• **ASSIGNMENT**:
Rewrite the part that opens with the line containing "For every <instance>" and closes with the line containing "positive clicks: (155, 139)", changing "rough mask" to "coarse mask" throughout and leaving everything else unchanged. Return only those lines.

Dataset entries
↓

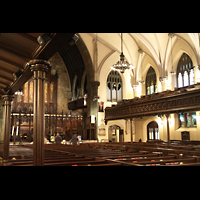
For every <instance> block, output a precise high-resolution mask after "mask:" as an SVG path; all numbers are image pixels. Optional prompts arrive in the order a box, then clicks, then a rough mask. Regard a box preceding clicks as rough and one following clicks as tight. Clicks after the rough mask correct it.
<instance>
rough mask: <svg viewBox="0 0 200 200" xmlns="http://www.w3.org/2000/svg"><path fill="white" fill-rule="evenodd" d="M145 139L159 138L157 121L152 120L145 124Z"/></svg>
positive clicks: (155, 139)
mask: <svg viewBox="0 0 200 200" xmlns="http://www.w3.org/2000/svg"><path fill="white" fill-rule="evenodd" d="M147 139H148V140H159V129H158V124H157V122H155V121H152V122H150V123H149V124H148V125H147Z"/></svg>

↑
↓

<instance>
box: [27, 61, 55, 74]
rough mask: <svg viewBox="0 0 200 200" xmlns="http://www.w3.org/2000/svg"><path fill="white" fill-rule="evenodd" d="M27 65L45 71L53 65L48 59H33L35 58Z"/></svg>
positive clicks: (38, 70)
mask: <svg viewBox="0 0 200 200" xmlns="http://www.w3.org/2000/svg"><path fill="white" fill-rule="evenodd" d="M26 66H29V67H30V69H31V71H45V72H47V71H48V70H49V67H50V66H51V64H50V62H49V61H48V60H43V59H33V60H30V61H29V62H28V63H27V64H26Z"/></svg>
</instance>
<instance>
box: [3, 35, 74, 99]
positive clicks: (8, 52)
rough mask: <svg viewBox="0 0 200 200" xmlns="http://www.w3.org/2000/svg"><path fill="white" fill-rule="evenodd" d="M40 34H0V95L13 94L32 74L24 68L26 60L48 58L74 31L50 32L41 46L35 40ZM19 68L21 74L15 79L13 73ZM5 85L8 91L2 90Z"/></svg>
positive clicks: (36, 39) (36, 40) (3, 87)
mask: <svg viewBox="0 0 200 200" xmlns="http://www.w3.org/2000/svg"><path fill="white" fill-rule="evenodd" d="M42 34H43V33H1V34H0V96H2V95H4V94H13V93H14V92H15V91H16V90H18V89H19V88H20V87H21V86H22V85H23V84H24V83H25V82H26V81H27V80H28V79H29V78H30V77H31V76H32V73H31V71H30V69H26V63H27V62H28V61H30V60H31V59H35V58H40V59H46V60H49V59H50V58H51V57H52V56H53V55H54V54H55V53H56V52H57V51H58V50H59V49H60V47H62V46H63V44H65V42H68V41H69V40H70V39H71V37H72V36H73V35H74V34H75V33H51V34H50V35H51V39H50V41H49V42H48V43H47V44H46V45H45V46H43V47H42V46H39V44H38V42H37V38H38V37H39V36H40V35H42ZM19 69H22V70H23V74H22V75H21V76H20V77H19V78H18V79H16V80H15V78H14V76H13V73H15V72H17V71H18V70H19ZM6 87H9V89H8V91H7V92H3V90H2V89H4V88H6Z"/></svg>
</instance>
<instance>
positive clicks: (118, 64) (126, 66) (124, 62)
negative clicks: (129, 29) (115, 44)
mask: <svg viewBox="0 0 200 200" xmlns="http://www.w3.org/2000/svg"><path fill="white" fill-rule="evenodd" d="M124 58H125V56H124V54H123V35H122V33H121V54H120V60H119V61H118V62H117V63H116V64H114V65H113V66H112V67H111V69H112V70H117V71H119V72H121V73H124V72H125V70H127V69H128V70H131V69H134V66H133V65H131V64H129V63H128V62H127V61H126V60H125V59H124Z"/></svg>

↑

• **THE COMPLETED TASK**:
For every <instance> block, output a precise high-resolution mask after "mask:" as an SVG path; all numbers are image pixels. Optional prompts arrive in the order a box, then clicks, then a coarse mask. Regard a box preceding clicks as rough and one following clicks as tight. Clicks after the coarse mask correct it.
<instance>
coarse mask: <svg viewBox="0 0 200 200" xmlns="http://www.w3.org/2000/svg"><path fill="white" fill-rule="evenodd" d="M145 139L159 138L157 121L152 120L145 124Z"/></svg>
positive clicks: (155, 139)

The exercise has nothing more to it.